- **Stored data entries**
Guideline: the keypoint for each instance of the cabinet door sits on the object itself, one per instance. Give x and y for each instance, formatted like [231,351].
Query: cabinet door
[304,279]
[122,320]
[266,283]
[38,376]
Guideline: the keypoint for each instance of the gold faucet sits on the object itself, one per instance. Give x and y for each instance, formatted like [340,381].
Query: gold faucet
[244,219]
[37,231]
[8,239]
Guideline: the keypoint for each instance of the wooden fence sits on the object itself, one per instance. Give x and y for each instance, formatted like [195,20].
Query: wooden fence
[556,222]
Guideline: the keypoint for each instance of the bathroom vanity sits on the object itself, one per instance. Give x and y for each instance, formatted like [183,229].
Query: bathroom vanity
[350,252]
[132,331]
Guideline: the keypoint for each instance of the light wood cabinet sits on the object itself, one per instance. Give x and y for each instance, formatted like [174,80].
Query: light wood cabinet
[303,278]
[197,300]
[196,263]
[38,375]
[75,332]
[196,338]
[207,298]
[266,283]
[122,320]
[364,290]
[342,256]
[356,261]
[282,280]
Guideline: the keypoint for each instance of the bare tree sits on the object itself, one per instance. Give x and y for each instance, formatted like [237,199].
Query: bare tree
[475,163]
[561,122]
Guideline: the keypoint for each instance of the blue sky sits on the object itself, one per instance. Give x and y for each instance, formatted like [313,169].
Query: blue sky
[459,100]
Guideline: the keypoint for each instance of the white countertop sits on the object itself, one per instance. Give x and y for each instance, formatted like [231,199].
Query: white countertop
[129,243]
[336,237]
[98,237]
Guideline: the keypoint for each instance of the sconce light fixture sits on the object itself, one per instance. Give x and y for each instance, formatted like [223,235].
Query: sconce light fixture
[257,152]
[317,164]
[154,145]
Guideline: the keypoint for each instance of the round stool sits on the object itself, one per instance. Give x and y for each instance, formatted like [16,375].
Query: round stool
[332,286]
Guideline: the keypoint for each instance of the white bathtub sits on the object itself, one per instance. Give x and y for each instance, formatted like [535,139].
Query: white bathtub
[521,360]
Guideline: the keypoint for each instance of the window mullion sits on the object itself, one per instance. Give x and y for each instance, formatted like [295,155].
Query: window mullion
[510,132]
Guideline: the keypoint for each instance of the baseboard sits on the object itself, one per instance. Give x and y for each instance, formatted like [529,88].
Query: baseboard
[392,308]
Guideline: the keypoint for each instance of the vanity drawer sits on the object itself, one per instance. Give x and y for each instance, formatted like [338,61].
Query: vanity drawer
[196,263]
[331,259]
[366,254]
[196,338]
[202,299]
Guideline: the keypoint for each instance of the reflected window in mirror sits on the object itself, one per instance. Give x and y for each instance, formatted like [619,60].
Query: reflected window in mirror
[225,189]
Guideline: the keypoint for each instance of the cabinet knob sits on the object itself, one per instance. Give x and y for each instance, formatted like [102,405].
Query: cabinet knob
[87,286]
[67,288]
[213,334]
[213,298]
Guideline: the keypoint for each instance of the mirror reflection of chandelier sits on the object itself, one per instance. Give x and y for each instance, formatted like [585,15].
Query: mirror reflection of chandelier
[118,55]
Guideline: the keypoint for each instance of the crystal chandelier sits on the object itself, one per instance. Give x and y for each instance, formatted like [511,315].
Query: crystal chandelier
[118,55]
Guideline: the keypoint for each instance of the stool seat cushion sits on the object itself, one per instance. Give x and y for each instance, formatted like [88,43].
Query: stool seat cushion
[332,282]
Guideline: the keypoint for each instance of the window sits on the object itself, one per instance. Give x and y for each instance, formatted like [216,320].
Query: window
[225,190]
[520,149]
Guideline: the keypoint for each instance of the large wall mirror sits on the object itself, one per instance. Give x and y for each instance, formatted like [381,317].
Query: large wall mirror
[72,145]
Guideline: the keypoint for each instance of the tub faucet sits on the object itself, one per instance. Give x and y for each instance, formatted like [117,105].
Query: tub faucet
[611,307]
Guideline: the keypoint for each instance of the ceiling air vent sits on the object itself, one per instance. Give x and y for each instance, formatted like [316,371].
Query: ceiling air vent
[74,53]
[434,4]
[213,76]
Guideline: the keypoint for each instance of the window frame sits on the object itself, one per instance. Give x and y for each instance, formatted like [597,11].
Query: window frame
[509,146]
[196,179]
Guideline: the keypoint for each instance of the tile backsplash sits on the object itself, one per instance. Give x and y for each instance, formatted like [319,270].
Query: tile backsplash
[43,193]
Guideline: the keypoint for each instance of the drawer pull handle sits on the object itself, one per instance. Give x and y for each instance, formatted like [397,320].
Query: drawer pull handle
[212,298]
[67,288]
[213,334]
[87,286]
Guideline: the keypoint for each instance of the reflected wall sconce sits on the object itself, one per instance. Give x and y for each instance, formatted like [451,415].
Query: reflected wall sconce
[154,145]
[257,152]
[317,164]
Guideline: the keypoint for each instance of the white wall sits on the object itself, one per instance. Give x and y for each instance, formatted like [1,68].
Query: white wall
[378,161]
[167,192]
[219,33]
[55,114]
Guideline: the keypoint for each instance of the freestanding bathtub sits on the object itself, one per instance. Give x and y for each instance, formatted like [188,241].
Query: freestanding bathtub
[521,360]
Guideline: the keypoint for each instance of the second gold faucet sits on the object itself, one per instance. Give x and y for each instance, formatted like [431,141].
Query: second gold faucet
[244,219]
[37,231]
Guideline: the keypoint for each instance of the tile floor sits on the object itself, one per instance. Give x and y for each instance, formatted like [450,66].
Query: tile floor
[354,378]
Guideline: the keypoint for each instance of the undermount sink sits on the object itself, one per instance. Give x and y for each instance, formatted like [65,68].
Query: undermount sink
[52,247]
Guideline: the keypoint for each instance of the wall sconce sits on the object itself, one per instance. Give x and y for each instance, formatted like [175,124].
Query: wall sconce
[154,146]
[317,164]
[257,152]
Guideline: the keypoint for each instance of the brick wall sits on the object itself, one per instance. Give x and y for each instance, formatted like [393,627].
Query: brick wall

- **TASK TO CARRY OUT**
From beginning to end, the data must be duplicated exactly.

- **ANSWER FOR THIS EXERCISE**
Guideline: the keypoint for each instance of the cabinet door sits on the object itself, one per instance. Give x and y for each instance, formatted like [231,351].
Query: cabinet door
[304,279]
[122,320]
[266,283]
[38,376]
Guideline: the keypoint for each instance of the gold faucet sits on the object itself, one per instance. Give x and y for each instance, formatted like [340,381].
Query: gold faucet
[244,219]
[37,231]
[8,239]
Guideline: the keypoint for each instance of the wooden fence sits on the object itself, one per instance. Give x and y for each instance, formatted like [195,20].
Query: wooden fence
[556,222]
Guideline: the keypoint for each instance of the bathroom vanity sits on the object itself, one per instance. Give x and y for each instance, formatted like [183,229].
Query: bathroom vanity
[350,252]
[132,331]
Guideline: the keypoint for each instance of the light wood cabinet sits on the object itself, one per instance. Give x and y for each instance, formatted like [174,80].
Query: light wood cabinet
[303,278]
[197,300]
[196,263]
[38,375]
[75,332]
[196,338]
[207,298]
[266,283]
[122,320]
[364,290]
[342,256]
[356,261]
[282,280]
Guideline: the keypoint for each instance of the bare tree sits on the object itself, one per instance. Give x and y for each instance, formatted like [237,199].
Query: bare tree
[475,163]
[561,122]
Guideline: the keypoint for each instance of the blue sky sits on the object itself, one per instance. Give x and y for each instance, formatted like [313,169].
Query: blue sky
[459,100]
Guideline: the keypoint for each instance of the white countertop sits on the object itself, one per instance. Give x and y for each instance, formatted like [231,199].
Query: white countertop
[129,243]
[336,237]
[98,237]
Guideline: the keypoint for each instance of the sconce light fixture sits on the object itself, one per instance. Give x and y for each instance, formatted like [223,235].
Query: sconce light fixture
[257,152]
[317,164]
[154,145]
Guideline: the keypoint for each instance of the round stool sits on the object itself, one per instance. Give x and y for each instance, formatted like [16,375].
Query: round stool
[332,286]
Guideline: the keypoint for each instance of the white bathtub sits on the object itself, one per instance. Give x and y for each instance, formatted like [535,139].
Query: white bathtub
[521,360]
Guideline: the keypoint for each instance of the window mullion sits on the object itself, one per instance. Give x and y for each instance, formatted like [295,155].
Query: window mullion
[510,132]
Guideline: the keypoint for each instance of the baseboard sits on the object itself, one per instance. Give x and y for each instance, formatted like [529,88].
Query: baseboard
[392,308]
Guideline: the keypoint for each instance of the vanity drawer sits on the object itself, one per instance. Give x and y for each instance, formatted like [338,61].
Query: vanity drawer
[196,263]
[331,259]
[366,254]
[196,338]
[202,299]
Guideline: the keypoint for each instance of the reflected window in mirror sits on the object itself, one per instance. Give x and y for each instance, formatted like [619,60].
Query: reflected window in mirror
[225,189]
Guideline: the keypoint for each instance of the cabinet knob sits on the object itself, one per instance. Give x and y for each instance, formatted like [102,405].
Query: cabinet knob
[87,286]
[67,288]
[213,334]
[213,298]
Guideline: the keypoint for each instance of the mirror reflection of chandelier sits on the object itself, one per instance. Give x and y for each instance, formatted like [585,15].
Query: mirror reflection of chandelier
[118,55]
Guideline: the keypoint for each instance of the crystal chandelier sits on the object itself, one per instance. Give x and y for each instance, formatted like [511,315].
Query: crystal chandelier
[118,55]
Guideline: the keypoint for each instance of the stool seat cushion sits on the object itself, one per instance. Give x and y for each instance, formatted like [88,43].
Query: stool seat cushion
[332,282]
Guideline: the keypoint for each instance of the window sits on the object itself, one per instance. Give x and y for each instance, formatted like [216,320].
Query: window
[225,190]
[520,149]
Guideline: the keypoint for each instance of the large wall mirror sits on the object itself, one per instance. Give x and y for each instance, formatted like [381,317].
Query: large wall mirror
[72,145]
Guideline: the keypoint for each instance of the tub faucet sits on the object itself, one per instance. Give x and y for each instance, formatted like [117,105].
Query: tub faucet
[611,307]
Guideline: the keypoint for each instance of the ceiling air vent sits on the object itself, one per instance. Give x and y for each instance, formatted like [316,371].
Query: ceiling air vent
[74,53]
[434,4]
[213,76]
Guideline: the keypoint for each instance of the window frame sits on the object itself, one per instance. Give x and y for each instance, formatted like [597,11].
Query: window frame
[509,146]
[196,179]
Guideline: the keypoint for each instance of the tile backsplash sits on the object itself, one per instance. Give x and y for each instance, formatted like [319,270].
Query: tile backsplash
[43,193]
Guideline: the keypoint for each instance of the drawer pull handle sits on the object itself, one per instance. Give x and y for each instance, formatted like [397,320].
Query: drawer pull handle
[212,298]
[67,288]
[213,334]
[87,286]
Guideline: the keypoint for each instance of the reflected wall sconce sits on the object itself, one per instance. Give x and y for each instance, formatted like [451,415].
Query: reflected wall sconce
[154,145]
[257,152]
[317,164]
Guideline: the keypoint for each instance of the white wall sits on the object itself, one per instance. Give x and y for each instance, formatted like [1,68].
Query: white wall
[378,161]
[167,192]
[219,33]
[55,114]
Guideline: the keypoint for each instance of the freestanding bathtub sits on the object itself, one per instance. Give x and y for each instance, formatted like [188,241].
Query: freestanding bathtub
[521,360]
Guideline: the keypoint for each instance of the second gold faucet sits on the object itself, one per instance. Give x and y for each instance, formatted like [431,141].
Query: second gold faucet
[244,219]
[37,231]
Guideline: the keypoint for each instance of the tile floor sits on the object itself, one per instance. Give x and y for each instance, formatted like [450,66].
Query: tile floor
[354,378]
Guideline: the keypoint for each instance of the undermount sink sits on the object itself, one per instance. Give x and y for each instance, formatted like [65,68].
Query: undermount sink
[52,247]
Guideline: the keypoint for each instance of the wall sconce sits on the object itself, one per instance. Give x and y for each instance, formatted like [175,124].
Query: wall sconce
[154,146]
[317,164]
[257,152]
Guideline: the keypoint for each instance of the brick wall sits on the object itself, one per instance. Give x and y for each instance, formatted like [393,627].
Query: brick wall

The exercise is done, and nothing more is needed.